» **ACTIVITY**: The records below need to be repeated exactly, though not their pictures.

┌─ GIVEN DATA

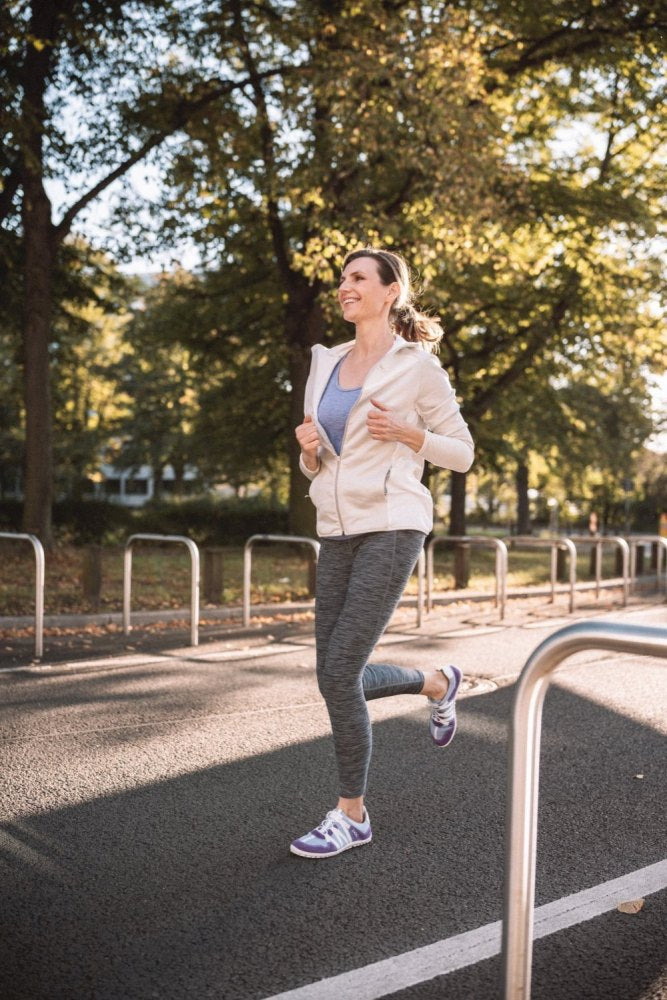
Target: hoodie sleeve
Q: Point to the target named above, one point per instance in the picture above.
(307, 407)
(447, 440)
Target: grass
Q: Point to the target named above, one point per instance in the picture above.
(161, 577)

└─

» **RESPONSE TO THE TASK**:
Target: hoodie sleeve
Q: Point to the target named above, one point per instance in the picture above.
(307, 407)
(447, 440)
Target: grass
Q: Point to the target named above, one point per instance in the picture above.
(161, 577)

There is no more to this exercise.